**Given request**.
Please arrange the listing below as a two-column CSV with the headers "label_text" and "coordinates", one row per entry, putting each entry's wording and its points in their own quoted fields with any line breaks replaced by spaces. Cover the whole listing and leave out the pictures.

**Excerpts of location labeling data**.
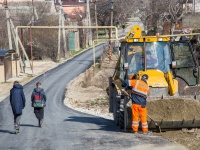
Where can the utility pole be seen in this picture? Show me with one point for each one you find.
(59, 30)
(89, 23)
(110, 33)
(64, 35)
(95, 12)
(33, 15)
(8, 25)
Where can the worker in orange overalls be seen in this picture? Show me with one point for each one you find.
(140, 90)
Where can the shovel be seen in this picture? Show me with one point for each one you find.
(158, 129)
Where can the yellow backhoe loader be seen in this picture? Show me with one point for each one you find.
(166, 62)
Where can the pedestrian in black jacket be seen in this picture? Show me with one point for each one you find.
(39, 94)
(17, 101)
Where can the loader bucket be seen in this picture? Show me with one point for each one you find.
(174, 113)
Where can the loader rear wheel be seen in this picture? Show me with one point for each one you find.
(115, 107)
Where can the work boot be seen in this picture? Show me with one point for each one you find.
(16, 127)
(40, 122)
(147, 133)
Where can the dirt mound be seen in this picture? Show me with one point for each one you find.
(174, 109)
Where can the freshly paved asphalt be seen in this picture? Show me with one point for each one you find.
(64, 128)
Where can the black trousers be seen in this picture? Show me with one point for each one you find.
(39, 113)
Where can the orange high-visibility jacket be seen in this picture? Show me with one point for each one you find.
(139, 87)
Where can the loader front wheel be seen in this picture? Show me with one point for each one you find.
(115, 107)
(121, 114)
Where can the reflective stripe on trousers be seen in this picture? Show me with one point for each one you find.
(136, 111)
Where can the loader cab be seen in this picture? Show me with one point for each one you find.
(143, 56)
(184, 63)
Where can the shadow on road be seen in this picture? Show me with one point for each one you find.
(7, 131)
(104, 124)
(28, 125)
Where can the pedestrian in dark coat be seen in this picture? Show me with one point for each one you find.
(17, 101)
(39, 111)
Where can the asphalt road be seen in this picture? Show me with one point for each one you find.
(64, 128)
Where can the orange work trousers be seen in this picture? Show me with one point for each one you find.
(136, 111)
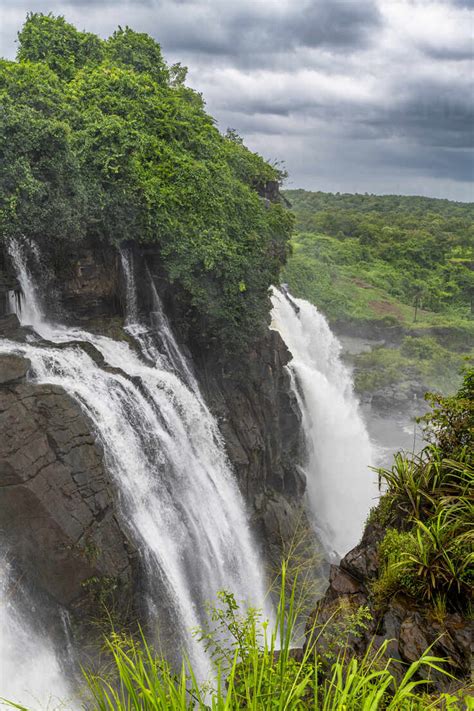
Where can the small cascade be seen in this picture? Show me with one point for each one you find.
(165, 453)
(341, 487)
(30, 673)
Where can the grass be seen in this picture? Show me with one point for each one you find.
(257, 669)
(428, 549)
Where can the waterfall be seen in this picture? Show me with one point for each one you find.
(29, 669)
(341, 488)
(166, 456)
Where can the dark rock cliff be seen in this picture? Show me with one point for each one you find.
(409, 625)
(58, 513)
(57, 506)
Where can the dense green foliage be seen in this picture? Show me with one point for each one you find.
(428, 550)
(419, 250)
(101, 141)
(390, 262)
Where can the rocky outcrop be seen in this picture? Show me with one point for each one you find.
(57, 506)
(57, 510)
(260, 421)
(410, 626)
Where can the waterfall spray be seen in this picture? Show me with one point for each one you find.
(166, 456)
(341, 488)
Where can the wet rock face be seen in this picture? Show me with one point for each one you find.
(260, 421)
(407, 623)
(56, 503)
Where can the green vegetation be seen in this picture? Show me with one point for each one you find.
(426, 554)
(390, 263)
(255, 668)
(428, 549)
(101, 141)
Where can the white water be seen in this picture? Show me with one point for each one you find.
(341, 488)
(165, 453)
(29, 670)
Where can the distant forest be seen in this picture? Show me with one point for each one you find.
(418, 250)
(400, 263)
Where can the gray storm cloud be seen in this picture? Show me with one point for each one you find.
(369, 96)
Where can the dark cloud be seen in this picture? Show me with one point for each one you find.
(354, 96)
(254, 31)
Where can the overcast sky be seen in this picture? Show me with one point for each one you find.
(353, 95)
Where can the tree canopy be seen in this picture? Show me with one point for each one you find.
(101, 141)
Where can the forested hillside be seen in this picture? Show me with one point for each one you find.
(400, 266)
(102, 141)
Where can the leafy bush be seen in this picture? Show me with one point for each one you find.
(430, 553)
(101, 141)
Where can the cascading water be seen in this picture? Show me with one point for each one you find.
(29, 669)
(341, 488)
(165, 453)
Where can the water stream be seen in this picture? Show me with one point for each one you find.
(341, 488)
(164, 451)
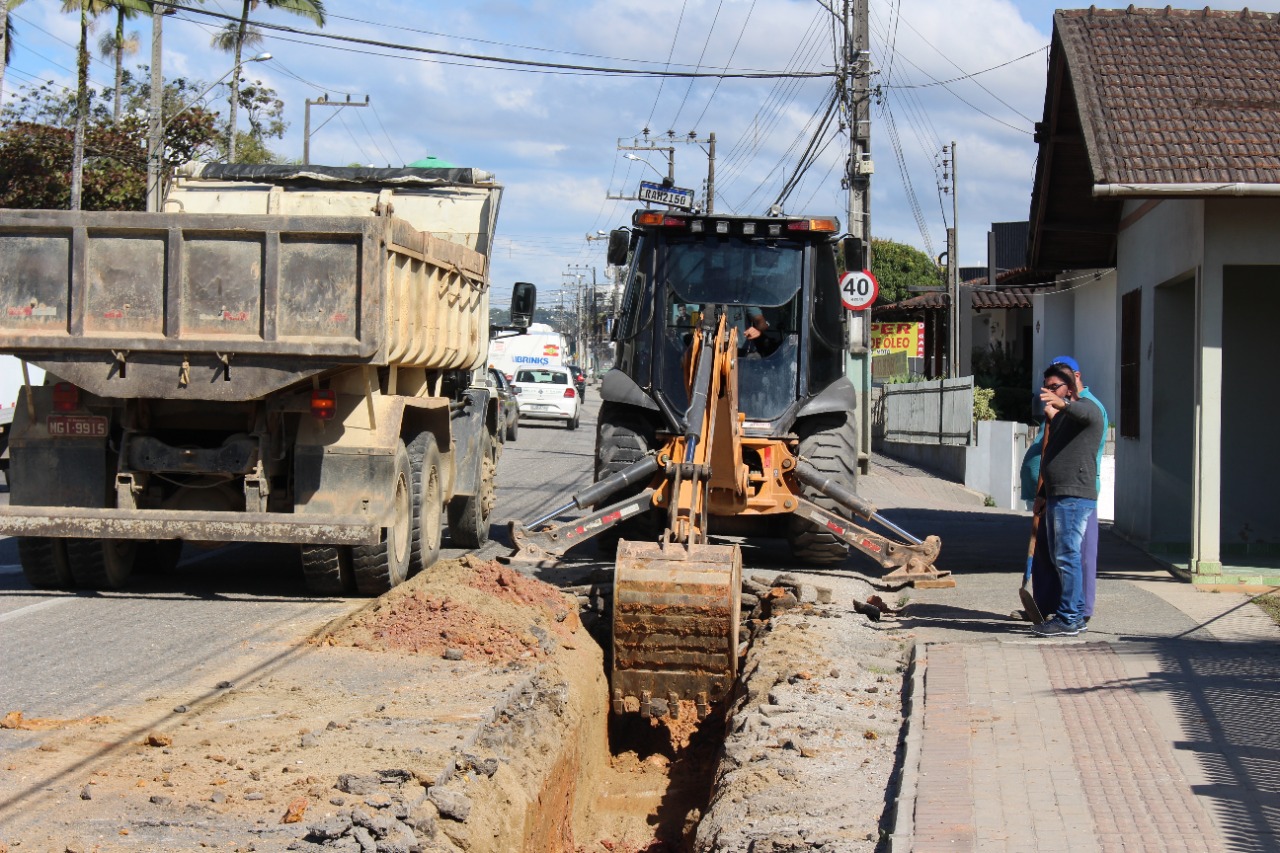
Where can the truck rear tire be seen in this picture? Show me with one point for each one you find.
(328, 570)
(158, 556)
(384, 565)
(424, 461)
(101, 564)
(469, 514)
(44, 562)
(622, 436)
(830, 443)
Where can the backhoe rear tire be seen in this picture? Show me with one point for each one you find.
(622, 436)
(830, 443)
(384, 565)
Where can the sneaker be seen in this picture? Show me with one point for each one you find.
(1055, 628)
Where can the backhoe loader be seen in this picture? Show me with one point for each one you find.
(707, 428)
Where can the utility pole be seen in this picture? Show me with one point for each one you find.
(711, 173)
(668, 150)
(949, 165)
(156, 117)
(855, 106)
(306, 124)
(645, 144)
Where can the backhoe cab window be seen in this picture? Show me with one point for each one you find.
(734, 270)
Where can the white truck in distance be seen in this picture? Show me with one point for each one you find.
(539, 347)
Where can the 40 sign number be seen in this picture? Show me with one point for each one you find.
(858, 291)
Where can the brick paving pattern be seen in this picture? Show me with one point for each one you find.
(1138, 797)
(1037, 747)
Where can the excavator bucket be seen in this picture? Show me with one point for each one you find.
(675, 626)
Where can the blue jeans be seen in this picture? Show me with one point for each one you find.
(1045, 582)
(1068, 520)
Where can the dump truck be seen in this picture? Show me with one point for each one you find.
(730, 410)
(282, 354)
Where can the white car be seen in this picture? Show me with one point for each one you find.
(548, 393)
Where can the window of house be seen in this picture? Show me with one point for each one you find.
(1130, 361)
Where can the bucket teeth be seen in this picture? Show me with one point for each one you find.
(675, 626)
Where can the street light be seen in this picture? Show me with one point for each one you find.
(631, 156)
(158, 142)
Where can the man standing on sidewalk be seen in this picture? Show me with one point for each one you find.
(1069, 491)
(1043, 575)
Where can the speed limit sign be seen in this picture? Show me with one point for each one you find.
(858, 290)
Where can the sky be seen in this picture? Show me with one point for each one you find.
(963, 72)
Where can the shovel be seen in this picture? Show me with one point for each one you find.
(1029, 607)
(1028, 600)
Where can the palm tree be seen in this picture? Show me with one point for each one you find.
(87, 9)
(242, 35)
(115, 44)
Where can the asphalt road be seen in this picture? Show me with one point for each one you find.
(223, 614)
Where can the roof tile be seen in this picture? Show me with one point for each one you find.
(1175, 95)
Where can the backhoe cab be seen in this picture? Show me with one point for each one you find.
(727, 411)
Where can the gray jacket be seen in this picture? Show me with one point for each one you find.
(1070, 460)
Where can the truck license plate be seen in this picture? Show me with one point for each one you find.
(77, 425)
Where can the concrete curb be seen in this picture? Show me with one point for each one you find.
(913, 735)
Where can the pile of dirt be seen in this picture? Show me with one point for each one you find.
(466, 609)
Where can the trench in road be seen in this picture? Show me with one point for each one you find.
(654, 783)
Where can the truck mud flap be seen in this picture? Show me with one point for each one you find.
(192, 527)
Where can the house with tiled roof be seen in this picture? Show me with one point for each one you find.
(1160, 158)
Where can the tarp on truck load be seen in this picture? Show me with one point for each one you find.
(456, 177)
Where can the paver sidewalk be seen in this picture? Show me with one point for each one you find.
(1156, 730)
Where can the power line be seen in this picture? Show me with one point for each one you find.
(956, 80)
(711, 31)
(318, 39)
(671, 53)
(389, 140)
(731, 54)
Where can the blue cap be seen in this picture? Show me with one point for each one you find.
(1068, 360)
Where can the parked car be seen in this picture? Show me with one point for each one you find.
(508, 407)
(548, 393)
(579, 379)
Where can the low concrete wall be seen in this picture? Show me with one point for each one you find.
(946, 461)
(993, 464)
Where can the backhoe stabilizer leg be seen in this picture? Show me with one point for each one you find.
(905, 561)
(549, 543)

**Written response**.
label_text,coordinates
"Where can the utility pole be seen in this picture? Show me with one point for each one you find.","(59, 30) (89, 23) (110, 33) (64, 35) (95, 12) (33, 15) (8, 25)"
"Where can the worker in orange overalls be seen in this picture? Show me with one point for each one you find.","(140, 90)"
"Where can the shovel be seen in this picture? Show me with one point for each one you find.","(158, 129)"
"Where can the yellow backhoe loader be seen in this picture? Show me with one point for each one you find.","(166, 62)"
"Where can the pedestrian in black jacket be seen in this picture? Show me with one point for each one you find.","(39, 94) (17, 101)"
"Where can the loader bucket be seen in this picture? Show me with one point for each one you find.","(174, 113)"
"Where can the loader rear wheel be seen in this picture? Show me with one point for each one you find.","(115, 107)"
"Where can the work boot be seen in this picture? Show me with one point for each one you find.","(16, 127) (40, 122) (147, 133)"
"Where can the dirt mound be seen in this picture? Show me with one point for each one you find.","(174, 109)"
"Where can the freshly paved asphalt be seen in this picture? Show me with one point for each one you find.","(64, 128)"
"Where can the black trousers be seen in this picture? Show me with one point for each one you find.","(39, 113)"
"Where can the orange high-visibility jacket be seen in this picture? Show me with one point for each one you find.","(139, 87)"
"Where can the loader front wheel be seen in this picture? Show me with one point for each one you find.","(115, 107) (121, 114)"
"Where can the reflective stripe on trousers be seen in this picture? Show me with one point for each one you find.","(136, 111)"
"Where can the loader cab be seen in this picture? Show me with one point for each one you find.","(143, 56) (184, 63)"
"Where can the shadow on road be seen in this picture? Show me with one point for each one you find.","(7, 131) (104, 124) (28, 125)"
"Where can the pedestrian in dark coat be seen in this picture? Show me with one point for each one you find.","(17, 101) (39, 111)"
"Where can the asphalt road be seen in this picture? Show me with one point for each one you find.","(64, 128)"
"Where can the orange work trousers be seen in this picture? Show me with one point for each one you find.","(136, 111)"
"Where can the small cascade be seen in this picture? Show me with one point for each one you find.","(165, 453) (341, 487) (30, 673)"
"Where can the grass be seen in this picture? Show me with one point for each one you find.","(257, 669) (428, 549)"
"Where can the waterfall be seen in this picture? Show me with one point for each one you find.","(29, 669) (341, 488) (166, 456)"
"Where can the dark rock cliff be seen in this picture? Show me with one point for each one you find.","(409, 625) (58, 513) (57, 506)"
"Where can the dense green foliage be seen in this picture? Show me with one point for each one you find.","(428, 550) (419, 250) (101, 141) (390, 262)"
"Where can the rocky outcrop be seen in this picture? Show me with one point for each one you find.","(57, 506) (57, 510) (260, 421) (410, 626)"
"Where can the waterfall spray be seen in this picture? Show me with one point for each one you find.","(166, 456) (341, 488)"
"Where can the wet rock face be seen in this picture? Show me with one point for each one you find.","(260, 421) (407, 623) (56, 503)"
"Where can the green vegetation be seen in this picture? Show me with one point for each one you find.","(426, 554) (390, 263) (255, 668) (428, 549) (101, 141)"
"Where can the white water be seen in this picture? Show me with one point for each one you find.","(341, 488) (165, 453) (29, 670)"
"Where can the distant forest be seen in this picture? Show me with one point for each one you find.","(418, 250) (400, 263)"
"Where can the gray storm cloud be seen in this picture? Show me with one point for each one you find.","(369, 96)"
"Where can the dark cloud be seen in this picture? Show me with one point for each one you find.","(354, 96) (254, 31)"
"Where can the overcast sky be seen in this picture? Show me with one point for each one you find.","(353, 95)"
"Where can the tree canopy be seen in this picture? Show me with one point for each one you find.","(101, 141)"
"Where can the forested hillside be seen in this picture? Show me with one point for each one you find.","(400, 266) (102, 141)"
"Where can the leafy bush be seen in this picture? Show me with one point for each one you find.","(430, 553) (101, 141)"
"Where can the cascading water be seen in this picture? Show me with one point for each one you find.","(29, 669) (341, 488) (165, 453)"
"Where can the water stream be seen in this picture? Show me with one point for each one you find.","(341, 488) (164, 451)"
"Where can the truck rear tire be seen in this picture? Show me with one point for each one you find.","(328, 570) (158, 556) (384, 565) (424, 461) (101, 564) (469, 514) (44, 562) (622, 436) (830, 443)"
"Where can the backhoe rear tire be seen in this picture? Show me with one point for each one you find.","(622, 436) (830, 443) (384, 565)"
"Where can the sneaker be seen in this picture? Show me with one point for each one you find.","(1055, 628)"
"Where can the backhoe loader be seen in this picture? Show me with one point for each one you find.","(707, 428)"
"Where can the utility pole be seen in this picture? Show me with one point for each one you find.","(711, 173) (668, 150) (949, 165) (156, 117) (855, 106) (306, 124) (645, 144)"
"Where can the backhoe cab window be seen in this picture? Show me with one point for each one you find.","(734, 270)"
"Where can the white truck in distance be seen in this picture? Show me with one point for each one you find.","(539, 347)"
"Where can the 40 sign number be seen in this picture? Show me with one point for each one you find.","(858, 291)"
"Where can the brick paving pattern be seen in this picture? Show me with one point for each one you find.","(1138, 797) (1037, 747)"
"Where can the excavator bucket be seen in this picture? Show me with one point for each one you find.","(675, 626)"
"Where can the blue jeans be seen in this picture? Show me with one point for each one you find.","(1045, 582) (1068, 520)"
"Where can the dump truck be seen in this picture? Show me with one point for each one you find.","(730, 410) (282, 354)"
"Where can the white car be seen in this picture? Show me with one point for each one you find.","(548, 393)"
"Where can the window of house be seen in this picture? Show me with one point for each one you find.","(1130, 361)"
"Where can the bucket teeth be seen in this picture? Show me with one point for each one you find.","(675, 626)"
"Where can the street light be seen in this picture? Show me with one point for each one you find.","(631, 156) (158, 142)"
"Where can the man standing on sidewalk be seen in this picture? Show me with one point for each one you find.","(1069, 491) (1043, 575)"
"Where can the speed limit sign be seen in this picture? Show me with one point for each one you find.","(858, 290)"
"Where can the sky be seen in this picture? Show me with one point for each one you find.","(963, 72)"
"Where can the shovel be seen in this picture? Show me with one point for each one you find.","(1029, 607) (1028, 600)"
"Where can the palm tree be seen in this picture? Show me with one point for each one you find.","(87, 9) (242, 35) (115, 44)"
"Where can the asphalt road be seen in this picture? Show me with one point for each one you find.","(223, 614)"
"Where can the roof tile be seen in this picture? Show me with one point for each one you find.","(1175, 95)"
"Where can the backhoe cab be seen in this picture? Show me with one point for each one you find.","(727, 411)"
"Where can the gray jacket be seen in this picture? Show me with one point for each one you find.","(1070, 460)"
"Where can the truck license plate be seen in this picture? Show me with one point for each one you find.","(77, 425)"
"Where can the concrete curb be seen in this picture? Show me with one point for each one you find.","(913, 735)"
"Where can the pile of dirt be seen in this picture? Show me with one point for each one you find.","(466, 609)"
"Where can the trench in road be seen in this picture? Show me with one point for each one you find.","(654, 783)"
"Where can the truck mud flap be seen in this picture? Show me with one point for each one you find.","(192, 527)"
"Where can the house with tiled roof be seen in this picture? Show me with one point for each one you find.","(1160, 158)"
"Where can the tarp on truck load be seen in this picture? Show me with one point for each one you find.","(456, 177)"
"Where can the paver sidewalk be seen in this picture? Show me with one point for each one you find.","(1156, 730)"
"Where can the power line be seen in this picture? Show me with one point for each one you find.","(956, 80) (711, 31) (318, 39) (671, 53) (389, 140) (731, 54)"
"Where can the blue cap be seen in this picture? Show me with one point for each one you find.","(1068, 360)"
"Where can the parked car be seen in this picture? Show me with one point for each one you find.","(508, 407) (548, 393) (579, 379)"
"Where can the low concrete wall be seen in this picture? Show me with one point for each one you find.","(946, 461) (993, 464)"
"Where can the backhoe stabilizer leg be seen in this picture? Show me with one point for each one you find.","(905, 561) (549, 543)"